Saturday, July 11, 2015

Dirt City Chronicles Rock & Roll pt. 3

 Untamed Youth: Live Fast, Die Young

For a short time rockabilly was king, but by 1958 it had lost all its momentum. The last true hope for the genre was Eddie Cochran, a guitarist and vocalist who also wrote his own songs. Eddie resurrected the tales of teenage angst first popularized by Chuck Berry, injected them with the speed freak energy of the early rockabilly cats to evolve into what can best be described as Post-Rockabilly. Cochran was a good looking though diminutive man, features that he purposely accentuated with jittery mannerisms and an exaggerated slouch. (best exemplified in the motion picture, Untamed Youth in which he starred alongside Mamie Van Doren ) That perception would change as soon as he strapped on his trademark orange Gretsch 6120 and took the stage.

The curtain would rise, Eddie standing center stage, with his back to the audience would let the shrieks grow to a full crescendo before whipping around and jumping straight in to his first number. He held Elvis like command of his audience. Cochran was poised to carry the flame on into the 1960's when sadly he was killed in a car accident while touring in England. Gene Vincent and Eddie's girlfriend, songwriter Sharon Seeley were traveling in the same vehicle, both were seriously injured but survived. Eddie however struck his head on the roof of the car and was flung out of the vehicle as it slammed sideways into a lamp pole at a rate of 60 mph.

__Provided material__.
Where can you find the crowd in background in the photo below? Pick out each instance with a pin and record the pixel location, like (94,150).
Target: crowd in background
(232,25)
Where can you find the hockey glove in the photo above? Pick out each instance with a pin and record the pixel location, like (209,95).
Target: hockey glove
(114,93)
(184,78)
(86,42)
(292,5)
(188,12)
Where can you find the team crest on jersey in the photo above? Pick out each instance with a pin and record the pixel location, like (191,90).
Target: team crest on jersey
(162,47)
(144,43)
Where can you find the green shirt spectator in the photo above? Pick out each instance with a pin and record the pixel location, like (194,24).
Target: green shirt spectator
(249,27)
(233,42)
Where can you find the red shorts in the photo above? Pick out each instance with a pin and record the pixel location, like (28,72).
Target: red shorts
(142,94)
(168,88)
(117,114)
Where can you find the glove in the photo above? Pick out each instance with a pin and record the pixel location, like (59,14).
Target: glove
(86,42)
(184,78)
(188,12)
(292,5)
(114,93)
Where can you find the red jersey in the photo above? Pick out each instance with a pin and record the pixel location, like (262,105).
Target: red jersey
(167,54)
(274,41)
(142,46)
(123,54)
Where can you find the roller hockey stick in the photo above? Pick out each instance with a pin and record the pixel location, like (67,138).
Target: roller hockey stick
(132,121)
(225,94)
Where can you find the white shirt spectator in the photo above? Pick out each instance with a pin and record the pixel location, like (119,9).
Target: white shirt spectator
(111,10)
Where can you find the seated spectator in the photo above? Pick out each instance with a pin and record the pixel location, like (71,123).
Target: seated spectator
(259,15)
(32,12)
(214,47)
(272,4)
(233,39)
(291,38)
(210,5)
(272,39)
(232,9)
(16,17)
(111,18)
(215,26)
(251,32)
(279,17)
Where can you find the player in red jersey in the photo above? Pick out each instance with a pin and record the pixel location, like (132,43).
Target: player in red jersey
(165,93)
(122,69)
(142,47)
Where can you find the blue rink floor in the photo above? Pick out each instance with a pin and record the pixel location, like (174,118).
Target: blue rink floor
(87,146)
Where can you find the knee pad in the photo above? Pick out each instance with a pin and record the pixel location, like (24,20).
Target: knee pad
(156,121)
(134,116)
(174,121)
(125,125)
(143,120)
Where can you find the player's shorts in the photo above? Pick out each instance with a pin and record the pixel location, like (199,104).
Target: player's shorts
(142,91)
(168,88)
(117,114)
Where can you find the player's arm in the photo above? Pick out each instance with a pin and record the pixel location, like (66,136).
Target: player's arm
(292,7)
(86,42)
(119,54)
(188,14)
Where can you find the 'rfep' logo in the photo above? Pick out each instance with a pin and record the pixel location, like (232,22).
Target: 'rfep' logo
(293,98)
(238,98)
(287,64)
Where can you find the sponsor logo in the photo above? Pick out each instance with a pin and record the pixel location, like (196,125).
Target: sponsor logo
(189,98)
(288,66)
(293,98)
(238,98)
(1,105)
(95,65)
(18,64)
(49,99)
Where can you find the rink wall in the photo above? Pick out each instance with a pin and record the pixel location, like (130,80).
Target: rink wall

__Tasks to perform__.
- A) Do the following statements agree with the post on Eddie Cochran? Answer yes or no for each, and quote the words of the post that decide it.
(i) Cochran wrote his own songs.
(ii) Cochran starred in the motion picture Untamed Youth alongside Mamie Van Doren.
(iii) Sharon Seeley was killed in the car accident in England.
- B) According to the post on Eddie Cochran, what was his trademark guitar?
- C) Resume the post on Eddie Cochran from its last sentence.

__Answers per task__.
- A)
(i) Yes: "a guitarist and vocalist who also wrote his own songs"
(ii) Yes: "the motion picture, Untamed Youth in which he starred alongside Mamie Van Doren"
(iii) No: "both were seriously injured but survived"

- B) His trademark guitar was an orange Gretsch 6120.

- C)
While serving in the US Navy in 1955, Gene Vincent (Vincent Eugene Craddock) had been involved in a motorcycle accident that nearly cost him his leg. He was left with a permanent limp and in constant pain. As a result, Vincent always appeared tortured, but when he sang, an eerie, almost angelic transformation took place. Gene would stare off into the heavens, much like Judy Garland did while singing Over the Rainbow (a minor hit for Vincent as well) His peculiar stage presence and bum leg made him the anti-Elvis or as some put it, the rocker that your parents warned you about.

Following the Cochran accident, Vincent returned to England and would eventually make his home there while touring extensively throughout Europe and the UK. It was during this period that he adopted his iconic black leather gear (the result of an appearance on Jack Good's British television show Boy Meets Girl) Good took it up himself to update Gene's appearance. A move that left poor Gene looking like a refugee from a rough trade shop.... though it endeared him to a new generation of rockers around the world. (A quick note: Jack Good lived in New Mexico for many years, devoting himself to painting. His work was exhibited at Rancho de Chimayo alongside that of Antonio Roybal)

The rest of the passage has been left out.